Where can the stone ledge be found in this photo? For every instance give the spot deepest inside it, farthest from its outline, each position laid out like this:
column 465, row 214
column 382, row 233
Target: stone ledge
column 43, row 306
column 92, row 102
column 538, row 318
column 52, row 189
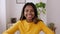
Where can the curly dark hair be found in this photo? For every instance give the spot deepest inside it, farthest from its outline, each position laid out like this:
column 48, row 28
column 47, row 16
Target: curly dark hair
column 35, row 11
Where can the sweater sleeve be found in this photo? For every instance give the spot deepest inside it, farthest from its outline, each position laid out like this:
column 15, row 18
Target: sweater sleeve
column 45, row 29
column 12, row 29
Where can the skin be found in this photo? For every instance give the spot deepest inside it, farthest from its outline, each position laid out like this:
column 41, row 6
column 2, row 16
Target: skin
column 29, row 13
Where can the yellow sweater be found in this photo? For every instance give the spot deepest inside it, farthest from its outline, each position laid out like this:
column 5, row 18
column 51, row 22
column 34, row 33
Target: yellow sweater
column 28, row 28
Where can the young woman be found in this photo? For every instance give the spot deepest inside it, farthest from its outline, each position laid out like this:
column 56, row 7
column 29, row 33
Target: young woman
column 29, row 22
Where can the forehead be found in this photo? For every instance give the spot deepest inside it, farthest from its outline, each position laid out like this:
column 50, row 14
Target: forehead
column 28, row 7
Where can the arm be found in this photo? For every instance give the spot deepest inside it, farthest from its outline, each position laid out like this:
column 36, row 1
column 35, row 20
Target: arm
column 45, row 29
column 12, row 29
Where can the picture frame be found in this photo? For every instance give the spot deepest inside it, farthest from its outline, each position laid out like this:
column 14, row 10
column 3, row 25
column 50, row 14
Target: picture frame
column 20, row 1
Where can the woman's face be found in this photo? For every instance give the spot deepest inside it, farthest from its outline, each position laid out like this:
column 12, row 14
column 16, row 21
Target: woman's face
column 29, row 12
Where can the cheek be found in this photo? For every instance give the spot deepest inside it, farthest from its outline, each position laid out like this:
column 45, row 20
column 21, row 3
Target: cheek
column 25, row 14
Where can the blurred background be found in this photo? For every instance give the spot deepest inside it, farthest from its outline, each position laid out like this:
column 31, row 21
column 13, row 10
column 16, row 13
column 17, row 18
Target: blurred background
column 10, row 12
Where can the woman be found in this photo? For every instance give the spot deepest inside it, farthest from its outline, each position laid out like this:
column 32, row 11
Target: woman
column 29, row 22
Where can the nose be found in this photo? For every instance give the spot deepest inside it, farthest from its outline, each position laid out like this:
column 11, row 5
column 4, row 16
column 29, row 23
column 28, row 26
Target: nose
column 29, row 12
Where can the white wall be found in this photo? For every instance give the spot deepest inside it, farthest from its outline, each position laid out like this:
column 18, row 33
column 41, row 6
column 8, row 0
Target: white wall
column 2, row 16
column 53, row 13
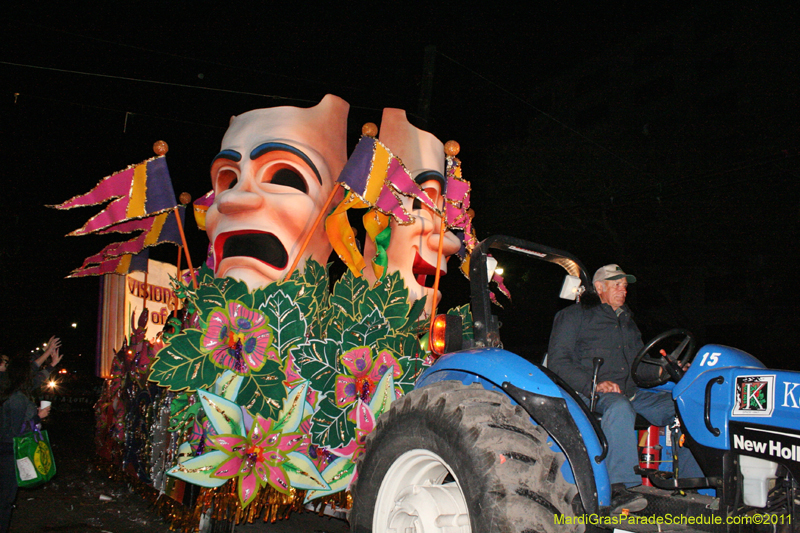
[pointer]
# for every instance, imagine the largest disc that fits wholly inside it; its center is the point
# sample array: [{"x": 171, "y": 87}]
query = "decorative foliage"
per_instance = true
[
  {"x": 237, "y": 338},
  {"x": 299, "y": 376}
]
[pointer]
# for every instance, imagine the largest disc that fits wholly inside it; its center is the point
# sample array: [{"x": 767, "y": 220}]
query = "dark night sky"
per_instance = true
[{"x": 85, "y": 92}]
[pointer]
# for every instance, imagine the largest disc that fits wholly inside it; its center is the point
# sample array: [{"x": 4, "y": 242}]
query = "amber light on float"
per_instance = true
[{"x": 438, "y": 338}]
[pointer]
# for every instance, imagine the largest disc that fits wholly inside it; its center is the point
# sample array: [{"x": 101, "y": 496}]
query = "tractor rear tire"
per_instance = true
[{"x": 456, "y": 458}]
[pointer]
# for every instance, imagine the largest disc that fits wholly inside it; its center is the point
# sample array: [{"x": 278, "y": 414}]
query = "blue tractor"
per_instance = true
[{"x": 489, "y": 441}]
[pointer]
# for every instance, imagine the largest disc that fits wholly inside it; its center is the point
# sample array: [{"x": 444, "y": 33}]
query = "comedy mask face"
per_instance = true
[
  {"x": 271, "y": 179},
  {"x": 413, "y": 248}
]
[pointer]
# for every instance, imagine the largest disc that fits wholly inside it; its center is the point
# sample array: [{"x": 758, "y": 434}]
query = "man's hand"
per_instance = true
[
  {"x": 53, "y": 344},
  {"x": 56, "y": 358},
  {"x": 608, "y": 386}
]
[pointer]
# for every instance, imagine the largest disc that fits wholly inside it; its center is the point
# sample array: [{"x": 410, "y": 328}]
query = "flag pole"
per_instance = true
[
  {"x": 323, "y": 212},
  {"x": 451, "y": 149},
  {"x": 442, "y": 230},
  {"x": 185, "y": 198}
]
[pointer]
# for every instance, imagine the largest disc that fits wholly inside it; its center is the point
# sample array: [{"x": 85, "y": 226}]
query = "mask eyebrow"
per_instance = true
[
  {"x": 231, "y": 155},
  {"x": 265, "y": 148}
]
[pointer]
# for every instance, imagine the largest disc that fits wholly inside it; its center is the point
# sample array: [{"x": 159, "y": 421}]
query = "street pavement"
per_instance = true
[{"x": 80, "y": 498}]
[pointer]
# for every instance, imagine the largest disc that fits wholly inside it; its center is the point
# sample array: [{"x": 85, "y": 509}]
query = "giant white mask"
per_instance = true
[
  {"x": 275, "y": 170},
  {"x": 413, "y": 248}
]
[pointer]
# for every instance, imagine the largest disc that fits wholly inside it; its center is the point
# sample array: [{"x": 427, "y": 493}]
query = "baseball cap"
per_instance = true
[{"x": 611, "y": 272}]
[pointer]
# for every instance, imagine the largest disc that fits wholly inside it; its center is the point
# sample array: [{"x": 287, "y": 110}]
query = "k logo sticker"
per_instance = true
[{"x": 754, "y": 396}]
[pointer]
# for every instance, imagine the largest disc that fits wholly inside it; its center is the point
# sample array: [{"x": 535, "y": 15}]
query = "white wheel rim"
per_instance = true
[{"x": 414, "y": 498}]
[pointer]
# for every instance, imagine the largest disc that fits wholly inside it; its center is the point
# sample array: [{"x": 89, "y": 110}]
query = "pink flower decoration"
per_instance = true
[
  {"x": 257, "y": 459},
  {"x": 237, "y": 338},
  {"x": 365, "y": 374}
]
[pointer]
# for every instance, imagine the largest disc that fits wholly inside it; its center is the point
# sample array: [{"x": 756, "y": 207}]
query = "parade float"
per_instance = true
[{"x": 245, "y": 389}]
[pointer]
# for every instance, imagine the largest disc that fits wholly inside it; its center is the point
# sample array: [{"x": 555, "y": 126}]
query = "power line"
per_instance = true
[{"x": 542, "y": 112}]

• [Problem statement]
Above are some records. Count the lines among them with the word "mask", and answer with the number only.

• [Result]
3